Exercise description: Each line below must be reproduced exactly.

Provided data:
● ● ● ●

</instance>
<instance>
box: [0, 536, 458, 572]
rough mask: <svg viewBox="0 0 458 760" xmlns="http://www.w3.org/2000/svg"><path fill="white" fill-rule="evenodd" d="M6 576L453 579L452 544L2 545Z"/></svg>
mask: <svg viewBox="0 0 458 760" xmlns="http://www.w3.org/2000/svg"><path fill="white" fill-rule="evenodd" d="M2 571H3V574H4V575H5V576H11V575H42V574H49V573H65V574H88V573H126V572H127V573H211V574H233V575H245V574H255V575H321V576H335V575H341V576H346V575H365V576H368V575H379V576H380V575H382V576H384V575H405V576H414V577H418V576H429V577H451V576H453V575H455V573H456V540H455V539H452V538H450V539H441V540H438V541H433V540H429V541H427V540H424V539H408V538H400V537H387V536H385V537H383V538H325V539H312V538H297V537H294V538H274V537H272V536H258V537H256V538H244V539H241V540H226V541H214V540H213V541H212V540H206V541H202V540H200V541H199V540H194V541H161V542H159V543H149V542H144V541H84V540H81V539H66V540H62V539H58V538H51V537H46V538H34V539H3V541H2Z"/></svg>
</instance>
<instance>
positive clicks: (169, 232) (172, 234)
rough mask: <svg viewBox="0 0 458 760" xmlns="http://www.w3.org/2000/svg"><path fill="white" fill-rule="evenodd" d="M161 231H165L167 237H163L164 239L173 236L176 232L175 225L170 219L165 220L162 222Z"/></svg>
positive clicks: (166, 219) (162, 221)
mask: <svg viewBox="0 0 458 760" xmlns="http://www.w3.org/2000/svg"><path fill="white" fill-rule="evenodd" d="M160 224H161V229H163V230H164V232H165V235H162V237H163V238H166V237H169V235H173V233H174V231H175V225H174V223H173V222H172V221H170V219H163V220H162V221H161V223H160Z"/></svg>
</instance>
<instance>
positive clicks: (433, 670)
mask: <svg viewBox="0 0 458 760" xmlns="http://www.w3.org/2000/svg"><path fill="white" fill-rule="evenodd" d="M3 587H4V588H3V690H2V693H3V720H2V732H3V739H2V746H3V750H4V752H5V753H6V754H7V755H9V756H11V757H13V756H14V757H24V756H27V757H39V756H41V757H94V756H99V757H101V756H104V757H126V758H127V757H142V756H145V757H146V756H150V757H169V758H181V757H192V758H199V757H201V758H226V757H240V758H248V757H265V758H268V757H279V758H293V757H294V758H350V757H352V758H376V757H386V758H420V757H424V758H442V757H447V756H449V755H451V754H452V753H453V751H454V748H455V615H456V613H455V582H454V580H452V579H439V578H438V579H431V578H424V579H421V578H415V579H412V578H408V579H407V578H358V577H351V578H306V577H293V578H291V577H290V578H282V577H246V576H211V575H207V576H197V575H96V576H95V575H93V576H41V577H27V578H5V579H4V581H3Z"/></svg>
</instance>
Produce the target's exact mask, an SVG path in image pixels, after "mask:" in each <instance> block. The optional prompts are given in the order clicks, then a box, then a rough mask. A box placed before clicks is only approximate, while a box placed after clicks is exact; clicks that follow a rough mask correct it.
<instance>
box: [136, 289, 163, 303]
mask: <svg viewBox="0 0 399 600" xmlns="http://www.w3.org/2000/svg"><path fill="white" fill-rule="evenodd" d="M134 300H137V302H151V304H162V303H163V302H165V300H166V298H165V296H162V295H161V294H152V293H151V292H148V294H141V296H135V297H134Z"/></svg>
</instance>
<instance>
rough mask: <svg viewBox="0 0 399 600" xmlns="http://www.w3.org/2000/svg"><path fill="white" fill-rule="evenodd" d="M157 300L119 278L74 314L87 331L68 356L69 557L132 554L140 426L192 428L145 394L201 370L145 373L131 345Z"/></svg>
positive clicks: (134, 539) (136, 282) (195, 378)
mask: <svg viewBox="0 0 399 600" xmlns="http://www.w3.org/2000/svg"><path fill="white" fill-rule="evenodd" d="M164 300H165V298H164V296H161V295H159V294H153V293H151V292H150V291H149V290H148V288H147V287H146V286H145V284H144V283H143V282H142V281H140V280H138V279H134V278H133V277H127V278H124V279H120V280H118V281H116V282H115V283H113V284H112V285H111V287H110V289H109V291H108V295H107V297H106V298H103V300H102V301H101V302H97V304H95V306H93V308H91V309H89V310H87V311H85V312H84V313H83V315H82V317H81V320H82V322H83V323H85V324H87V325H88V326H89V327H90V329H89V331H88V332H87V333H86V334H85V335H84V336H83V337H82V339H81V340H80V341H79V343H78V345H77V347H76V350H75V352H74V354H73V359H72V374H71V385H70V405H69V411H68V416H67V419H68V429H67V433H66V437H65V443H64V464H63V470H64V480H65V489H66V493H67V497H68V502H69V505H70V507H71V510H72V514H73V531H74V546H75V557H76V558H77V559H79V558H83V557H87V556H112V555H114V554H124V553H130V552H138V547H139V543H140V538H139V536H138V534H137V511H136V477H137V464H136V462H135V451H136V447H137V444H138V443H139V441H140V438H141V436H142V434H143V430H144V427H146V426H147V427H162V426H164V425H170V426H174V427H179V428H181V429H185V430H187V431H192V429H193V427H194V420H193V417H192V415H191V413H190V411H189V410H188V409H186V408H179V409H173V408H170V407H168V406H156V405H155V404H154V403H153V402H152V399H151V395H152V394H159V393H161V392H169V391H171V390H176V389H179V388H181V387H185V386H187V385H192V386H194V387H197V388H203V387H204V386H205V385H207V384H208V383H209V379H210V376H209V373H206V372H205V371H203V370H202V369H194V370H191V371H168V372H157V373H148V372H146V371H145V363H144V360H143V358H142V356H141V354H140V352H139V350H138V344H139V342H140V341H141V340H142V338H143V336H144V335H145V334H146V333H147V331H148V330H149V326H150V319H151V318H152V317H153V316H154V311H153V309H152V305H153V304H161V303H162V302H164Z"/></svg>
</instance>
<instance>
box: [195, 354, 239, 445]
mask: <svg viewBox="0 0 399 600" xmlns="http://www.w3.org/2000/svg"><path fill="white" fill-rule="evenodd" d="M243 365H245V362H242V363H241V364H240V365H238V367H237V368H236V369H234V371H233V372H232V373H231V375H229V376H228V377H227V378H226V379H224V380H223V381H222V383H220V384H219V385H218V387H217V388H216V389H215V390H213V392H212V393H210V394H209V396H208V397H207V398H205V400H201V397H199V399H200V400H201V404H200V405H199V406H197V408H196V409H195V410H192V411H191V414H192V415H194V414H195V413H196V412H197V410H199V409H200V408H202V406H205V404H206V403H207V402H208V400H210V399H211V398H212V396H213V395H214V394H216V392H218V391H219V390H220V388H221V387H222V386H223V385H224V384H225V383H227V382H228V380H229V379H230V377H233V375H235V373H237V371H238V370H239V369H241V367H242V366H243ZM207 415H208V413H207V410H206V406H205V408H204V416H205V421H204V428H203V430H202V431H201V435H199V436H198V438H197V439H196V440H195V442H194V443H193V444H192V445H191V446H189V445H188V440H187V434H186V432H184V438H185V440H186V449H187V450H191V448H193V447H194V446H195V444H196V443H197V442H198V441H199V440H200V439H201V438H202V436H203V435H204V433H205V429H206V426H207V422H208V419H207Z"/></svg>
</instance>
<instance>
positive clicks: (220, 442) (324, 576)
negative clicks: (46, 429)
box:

● ● ● ●

Response area:
</instance>
<instance>
box: [0, 536, 458, 572]
rough mask: <svg viewBox="0 0 458 760" xmlns="http://www.w3.org/2000/svg"><path fill="white" fill-rule="evenodd" d="M6 576L453 579L452 544L2 545Z"/></svg>
mask: <svg viewBox="0 0 458 760" xmlns="http://www.w3.org/2000/svg"><path fill="white" fill-rule="evenodd" d="M2 571H3V574H4V575H5V576H11V575H42V574H49V573H65V574H88V573H126V572H127V573H211V574H233V575H245V574H255V575H321V576H335V575H341V576H346V575H365V576H368V575H379V576H380V575H382V576H384V575H405V576H414V577H418V576H429V577H451V576H453V575H455V573H456V540H455V539H452V538H450V539H441V540H438V541H433V540H429V541H427V540H424V539H408V538H400V537H387V536H385V537H383V538H325V539H312V538H297V537H294V538H274V537H272V536H258V537H256V538H244V539H241V540H226V541H214V540H213V541H212V540H206V541H202V540H200V541H199V540H194V541H161V542H159V543H149V542H144V541H84V540H81V539H66V540H62V539H58V538H51V537H46V538H34V539H3V541H2Z"/></svg>
</instance>
<instance>
positive clicks: (169, 232) (172, 234)
rough mask: <svg viewBox="0 0 458 760" xmlns="http://www.w3.org/2000/svg"><path fill="white" fill-rule="evenodd" d="M161 231H165L167 237H163L164 239L173 236L176 232L175 225L170 219L165 220L162 222Z"/></svg>
positive clicks: (166, 219) (162, 221)
mask: <svg viewBox="0 0 458 760" xmlns="http://www.w3.org/2000/svg"><path fill="white" fill-rule="evenodd" d="M160 224H161V229H163V230H164V232H165V235H162V237H163V238H166V237H169V235H173V233H174V231H175V225H174V223H173V222H172V221H170V219H163V220H162V221H161V223H160Z"/></svg>
</instance>
<instance>
positive clicks: (433, 670)
mask: <svg viewBox="0 0 458 760" xmlns="http://www.w3.org/2000/svg"><path fill="white" fill-rule="evenodd" d="M3 587H4V588H3V690H2V693H3V720H2V732H3V739H2V746H3V750H4V752H5V753H6V754H7V755H9V756H11V757H13V756H14V757H24V756H27V757H39V756H41V757H94V756H99V757H101V756H104V757H126V758H127V757H142V756H145V757H146V756H150V757H169V758H181V757H192V758H199V757H201V758H226V757H240V758H248V757H265V758H268V757H279V758H293V757H294V758H350V757H352V758H376V757H386V758H420V757H424V758H442V757H447V756H449V755H451V754H452V753H453V751H454V748H455V615H456V613H455V582H454V580H452V579H439V578H438V579H431V578H424V579H421V578H415V579H412V578H408V579H407V578H358V577H351V578H306V577H293V578H291V577H290V578H282V577H246V576H211V575H207V576H197V575H96V576H95V575H93V576H41V577H27V578H5V579H4V581H3Z"/></svg>
</instance>
Produce the target's exact mask, an SVG path in image pixels, after "mask:" in each <instance> block. The optional prompts are given in the order clicks, then a box, then a rough mask. A box placed before clicks is only approximate, while a box placed after clicks is exact; clicks that follow a rough mask correct it.
<instance>
box: [136, 289, 163, 303]
mask: <svg viewBox="0 0 399 600" xmlns="http://www.w3.org/2000/svg"><path fill="white" fill-rule="evenodd" d="M134 300H137V302H151V304H162V303H163V302H165V300H166V298H165V296H162V295H161V294H152V293H151V292H148V294H141V296H135V297H134Z"/></svg>
</instance>
<instance>
rough mask: <svg viewBox="0 0 399 600" xmlns="http://www.w3.org/2000/svg"><path fill="white" fill-rule="evenodd" d="M157 300L119 278L74 314L87 331L68 356L69 557L132 554L140 426L192 428L145 394L201 370L145 373L131 345Z"/></svg>
positive clicks: (134, 539) (136, 282) (195, 378)
mask: <svg viewBox="0 0 399 600" xmlns="http://www.w3.org/2000/svg"><path fill="white" fill-rule="evenodd" d="M164 300H165V298H164V296H161V295H159V294H153V293H151V292H150V291H149V290H148V288H147V287H146V286H145V284H144V283H143V282H142V281H140V280H138V279H134V278H133V277H127V278H124V279H120V280H118V281H116V282H115V283H113V284H112V285H111V287H110V289H109V291H108V295H107V297H106V298H103V300H102V301H101V302H97V304H95V306H93V308H91V309H89V310H87V311H85V312H84V313H83V315H82V317H81V320H82V322H83V323H85V324H87V325H88V326H89V327H90V329H89V331H88V332H87V333H86V334H85V335H84V336H83V337H82V339H81V340H80V341H79V343H78V345H77V347H76V350H75V352H74V354H73V359H72V374H71V385H70V405H69V411H68V416H67V419H68V429H67V433H66V437H65V443H64V464H63V470H64V480H65V489H66V493H67V497H68V502H69V505H70V507H71V510H72V514H73V531H74V546H75V557H76V558H77V559H79V558H83V557H87V556H112V555H114V554H124V553H130V552H138V547H139V543H140V538H139V536H138V534H137V511H136V477H137V464H136V462H135V451H136V447H137V444H138V443H139V441H140V438H141V436H142V434H143V430H144V427H146V426H147V427H162V426H164V425H170V426H174V427H179V428H181V429H185V430H187V431H192V429H193V427H194V420H193V417H192V415H191V413H190V411H189V410H188V409H186V408H179V409H173V408H170V407H168V406H156V405H155V404H154V403H153V402H152V399H151V395H152V394H159V393H161V392H169V391H171V390H176V389H179V388H181V387H185V386H187V385H192V386H194V387H197V388H203V387H204V386H205V385H207V384H208V383H209V379H210V376H209V373H206V372H205V371H203V370H202V369H194V370H191V371H168V372H157V373H148V372H146V371H145V363H144V360H143V358H142V356H141V354H140V352H139V350H138V344H139V342H140V341H141V340H142V338H143V336H144V335H145V334H146V333H147V331H148V330H149V326H150V319H151V318H152V317H153V316H154V311H153V309H152V305H153V304H161V303H162V302H164Z"/></svg>
</instance>
<instance>
box: [195, 354, 239, 445]
mask: <svg viewBox="0 0 399 600" xmlns="http://www.w3.org/2000/svg"><path fill="white" fill-rule="evenodd" d="M243 365H245V362H242V363H241V364H240V365H238V367H237V368H236V369H234V371H233V372H232V373H231V375H229V376H228V377H227V378H226V379H224V380H223V381H222V383H220V384H219V385H218V387H217V388H216V389H215V390H213V392H212V393H210V394H209V396H208V397H207V398H205V400H201V397H199V399H200V400H201V404H200V405H199V406H197V408H196V409H195V410H192V411H191V414H192V415H194V414H195V413H196V412H197V410H199V409H200V408H202V406H205V404H206V403H207V402H208V400H210V399H211V398H212V396H213V395H214V394H216V392H218V391H219V390H220V388H221V387H222V386H223V385H224V384H225V383H227V382H228V380H229V379H230V377H233V375H235V373H237V371H238V370H239V369H241V367H242V366H243ZM207 415H208V413H207V410H206V406H205V408H204V416H205V421H204V428H203V430H202V431H201V435H199V436H198V438H197V439H196V440H195V442H194V443H193V444H192V445H191V446H189V445H188V440H187V434H186V432H184V438H185V440H186V449H187V450H191V448H193V447H194V446H195V444H196V443H197V442H198V441H199V440H200V439H201V438H202V436H203V435H204V433H205V429H206V426H207V422H208V419H207Z"/></svg>
</instance>
<instance>
positive clicks: (220, 442) (324, 576)
negative clicks: (46, 429)
box:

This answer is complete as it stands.